▶ Problem details:
Omit all images, then return the remaining material exactly as it stands.

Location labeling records
---+---
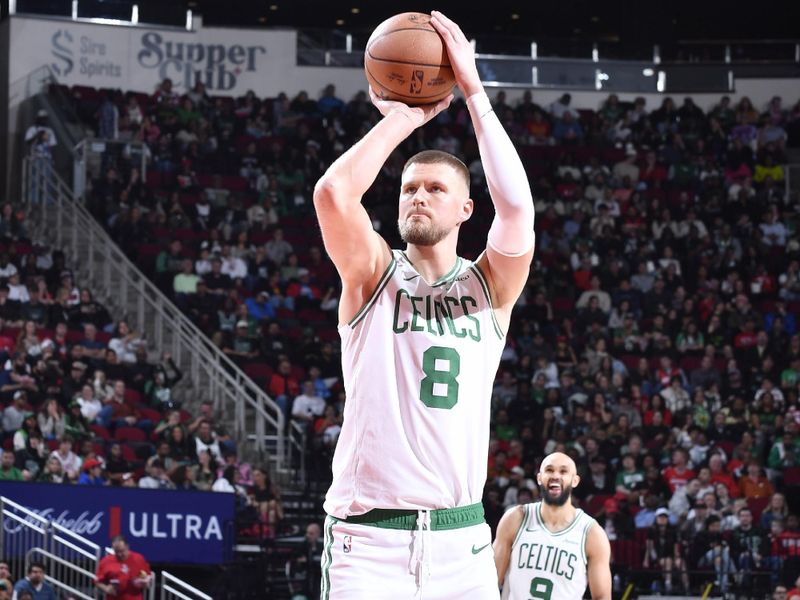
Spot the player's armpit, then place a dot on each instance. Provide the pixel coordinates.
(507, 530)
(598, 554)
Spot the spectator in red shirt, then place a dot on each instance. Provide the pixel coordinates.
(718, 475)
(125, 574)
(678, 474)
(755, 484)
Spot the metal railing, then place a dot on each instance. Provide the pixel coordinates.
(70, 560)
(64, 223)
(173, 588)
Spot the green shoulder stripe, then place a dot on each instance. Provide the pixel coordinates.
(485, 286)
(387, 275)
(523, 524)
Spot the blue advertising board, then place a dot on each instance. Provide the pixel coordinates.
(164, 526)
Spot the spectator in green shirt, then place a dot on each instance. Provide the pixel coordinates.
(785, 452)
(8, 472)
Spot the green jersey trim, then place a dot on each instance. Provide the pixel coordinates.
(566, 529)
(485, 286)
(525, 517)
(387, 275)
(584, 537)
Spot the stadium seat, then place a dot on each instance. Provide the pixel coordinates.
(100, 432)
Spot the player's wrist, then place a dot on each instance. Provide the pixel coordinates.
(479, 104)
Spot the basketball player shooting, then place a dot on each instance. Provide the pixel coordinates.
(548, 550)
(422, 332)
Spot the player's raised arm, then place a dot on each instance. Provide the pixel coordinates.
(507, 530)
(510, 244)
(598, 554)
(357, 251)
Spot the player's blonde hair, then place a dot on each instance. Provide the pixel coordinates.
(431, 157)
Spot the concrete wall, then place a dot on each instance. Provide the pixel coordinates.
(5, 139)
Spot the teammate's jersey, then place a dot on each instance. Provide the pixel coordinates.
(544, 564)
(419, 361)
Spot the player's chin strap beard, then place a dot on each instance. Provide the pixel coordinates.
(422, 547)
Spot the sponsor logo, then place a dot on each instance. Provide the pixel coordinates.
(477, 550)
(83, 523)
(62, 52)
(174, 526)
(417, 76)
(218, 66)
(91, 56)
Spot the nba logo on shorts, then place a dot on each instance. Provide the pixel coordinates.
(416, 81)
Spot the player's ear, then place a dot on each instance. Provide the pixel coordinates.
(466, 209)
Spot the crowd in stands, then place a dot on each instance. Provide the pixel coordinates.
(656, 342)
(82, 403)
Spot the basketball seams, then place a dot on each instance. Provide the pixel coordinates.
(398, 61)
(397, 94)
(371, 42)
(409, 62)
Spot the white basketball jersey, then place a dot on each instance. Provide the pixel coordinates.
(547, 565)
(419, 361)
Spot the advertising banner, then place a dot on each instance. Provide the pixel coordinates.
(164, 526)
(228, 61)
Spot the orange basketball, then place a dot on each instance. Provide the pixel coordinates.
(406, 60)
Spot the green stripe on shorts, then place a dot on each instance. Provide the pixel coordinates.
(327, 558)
---+---
▶ Complete answer:
Spot the player's armpit, then place a dot on each instance. Provide the pixel coordinates.
(507, 530)
(598, 554)
Spot the spectator in red shirt, then place a dot on each instance. Provide the pixel coordinates.
(718, 475)
(125, 574)
(678, 474)
(755, 484)
Spot the metal railing, then place a dot on each instance. Provide the pixel coordinates.
(70, 560)
(64, 223)
(173, 588)
Spot the green shoulder stripe, then place a dot on each instance. Provide the pixel coordinates.
(485, 286)
(387, 275)
(523, 524)
Spot the blue advertising board, then place a dot on each instance. Provide the pixel coordinates.
(164, 526)
Spot the spectator in green shirt, then place a dot on each instance. Provide the pixel coordinates.
(785, 452)
(8, 472)
Spot the green jersey trim, then place a dot on each instance. Provide the pixel coordinates.
(566, 529)
(485, 286)
(525, 517)
(387, 275)
(584, 537)
Spot the stadium seat, then place a dot on each instance. Provide the pixel coordinates.
(100, 432)
Spot the player's wrist, then place a dot on each instance. Provide the pixel coordinates.
(479, 104)
Spot the basketball player shooting, then place a dot on each instance. Provide the pixel coordinates.
(548, 550)
(422, 332)
Spot the player's raised arm, then place a dot on each instance. Provide the pixel coordinates.
(507, 530)
(510, 244)
(598, 554)
(357, 251)
Spot the player's blonde hair, then place a dot on each instance. Provide the pixel coordinates.
(431, 157)
Spot the concrete wall, then place a dot on each instance. Provide the pixel coordinates.
(5, 139)
Spot the teammate's jersey, then place a dot on each instance. Provide the pixel coordinates.
(544, 564)
(419, 361)
Spot the player's chin strap beard, then place a dot on each instance. Provide the pixel coordinates.
(422, 547)
Spot the sponsor logo, then place a dot on each instance. Provide the pixel coordinates.
(477, 550)
(83, 523)
(62, 52)
(174, 526)
(417, 76)
(218, 66)
(91, 56)
Spot the nba logo on shorts, then place a dot on each instance. Provide the pixel coordinates.
(416, 81)
Spot the player's ear, then place a dot on each instance. Provide the pixel coordinates.
(466, 209)
Spot the crowd in stands, then place a dot on each instance. Provide the pixel coordinates.
(656, 342)
(82, 403)
Spot the basketball seams, then place a dot on each instance. Provide the pixel coordinates.
(398, 61)
(397, 94)
(371, 42)
(409, 62)
Spot the white basketball jersey, then place a dot on each instance. Provide the pixel coordinates.
(547, 565)
(419, 361)
Spot the advertising banner, then place a dot on each instance. Provide the pixel coordinates.
(164, 526)
(228, 61)
Spot the orange basketball, then place a dot on each instance. Provide the pixel coordinates.
(406, 60)
Spot the green stripe on shorts, then place a dot on each instance. Provide the pixel coordinates.
(327, 558)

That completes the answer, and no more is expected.